- [FRAGMENTO SELECCIONADO]:
****************

La semana pasada fui a ver la peli Barbie, de Greta Gerwig, con la maravillosísima Margot Robbie como protagonista y Ryan Gosling haciendo de Ken. Mientras escribo estas líneas, en redes sociales aún no cesa el pleito a causa de esta película, pero empieza a amainar (en unos días, la cruenta batalla en redes se deberá a cualquier otro tema). Obviamente, el problema no es si les gustó o no la trama / el casting / el «mensaje» / el diseño de producción / lo que sea; sino que parece que si alguien no piensa igualito que uno de inmediato se convierte en el enemigo en turno. Ya si el siguiente pleito nos pone del mismo lado de la línea, peque lo veamos como aliado y olvidemos de momento las «ofensas» y «traiciones». Qué lejos parecen quedar aquellos tiempos en los que uno podía decir si algo le gustaba o no y seguir tan amigo con alguien que opinara distinto o que ni siquiera tuviera interés en el tema. En todo caso, no era ese el punto del que yo quería platicarles acá.
Es decir, sí quería hablar de Barbie, pero no necesariamente a partir de la película. O bueno, sí quería hablar de Barbie debido a pensamientos que me revolotean en la cabeza a partir de que vi la película, pero no exclusivamente relacionados con ella.
Y es que yo siempre he sido una fan total de Barbie, a excepción de los tres días durante mi pubertad en los que decidí que ya era grande y me deshice de mi colección completa (ay) y un ratito en la uni en que me dio por «odiar todo lo femenino» (?). Y ahora me doy cuenta de que, incluso en esos momentos, era la importancia de las barbies en mi vida lo que hizo que me pusiera tan perruchis en su contra: hay momentos en la vida en los que necesitamos definirnos no a partir de lo que somos, sino de lo que ya no queremos ser (por eso en la adolescencia podemos ser tan crueles con las personas que antes fueron nuestros modelos a seguir, creo yo).
Con todo, después de cada uno de mis periodos anti-barbie siguió una reconciliación y una nueva luna de miel. La de mi pubertad fue amarga porque ya no pude recuperar las muñecas de las que me había deshecho, cosa que hasta hoy lamento; y no porque fueran muñecas gold o platinum label, sino porque cada una de ellas tenía algo especial para mí. Por ejemplo, con la Barbie Aeróbica tuve una historia de odio – amor que incluye la última vez que Los Reyes Magos me trajeron un juguete; mientras que la gargantilla de terciopelo negro con camafeo que traía el vestido de la Barbie Angelface me causaba una fascinación que hoy me hace sospechar que la darquitud estaba agazapada en mí mucho antes de lo que sospechaba. La carita de la Barbie Dulces Sueños era de lo más tierna, y una muñeca de la línea Bárbara y Lilí siempre la hacía de villana por la fuerte mirada de ladito que se cargaba. Creo que mi primera barbie fue una vaquera que me trajo mi papá de San Antonio (si no la primera, seguro una de las muy primeras, junto con la Golden Dream, que tenía una capita/falda de gasa dorada que conservé hasta el final de esa etapa de mi vida) y la última debe haber sido una Midge (la amiga de Barbie que en otro momento fue embarazada), pelirroja y pecosa y con unos horribles patines de hule pero una lindísima minifalda y chaleco de mezclilla. Una búsqueda veloz en google me arroja datitos simpáticos: es una muñeca de 1987, así que probablemente me la compraron cuando yo estaba ya en sexto de primaria.

****************

- [DATOS PROPORCIONADOS]:
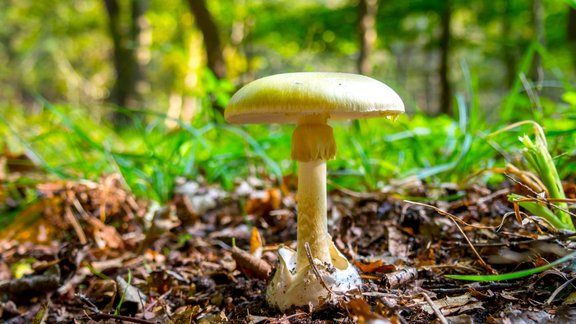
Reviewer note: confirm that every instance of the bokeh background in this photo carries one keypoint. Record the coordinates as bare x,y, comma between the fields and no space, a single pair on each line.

****************

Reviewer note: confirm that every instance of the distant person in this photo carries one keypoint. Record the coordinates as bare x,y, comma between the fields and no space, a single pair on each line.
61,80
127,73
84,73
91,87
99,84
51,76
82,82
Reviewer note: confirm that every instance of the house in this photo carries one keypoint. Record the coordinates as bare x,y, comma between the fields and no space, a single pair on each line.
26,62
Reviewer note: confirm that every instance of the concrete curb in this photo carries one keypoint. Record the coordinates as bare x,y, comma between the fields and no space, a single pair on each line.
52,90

****************

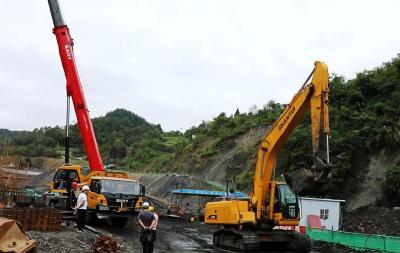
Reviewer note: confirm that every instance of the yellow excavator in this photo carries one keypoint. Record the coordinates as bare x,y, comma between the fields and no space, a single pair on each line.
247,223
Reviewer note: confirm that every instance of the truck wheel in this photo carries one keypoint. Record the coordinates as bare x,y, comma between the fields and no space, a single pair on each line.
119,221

****************

- [EN QUÉ CONSISTE]: Cita sin cambios el pasaje del texto sobre Barbie que va desde «Y es que yo» hasta «seguir, creo yo).», incluidas esas palabras.

- [EL RESULTADO]:
Y es que yo siempre he sido una fan total de Barbie, a excepción de los tres días durante mi pubertad en los que decidí que ya era grande y me deshice de mi colección completa (ay) y un ratito en la uni en que me dio por «odiar todo lo femenino» (?). Y ahora me doy cuenta de que, incluso en esos momentos, era la importancia de las barbies en mi vida lo que hizo que me pusiera tan perruchis en su contra: hay momentos en la vida en los que necesitamos definirnos no a partir de lo que somos, sino de lo que ya no queremos ser (por eso en la adolescencia podemos ser tan crueles con las personas que antes fueron nuestros modelos a seguir, creo yo).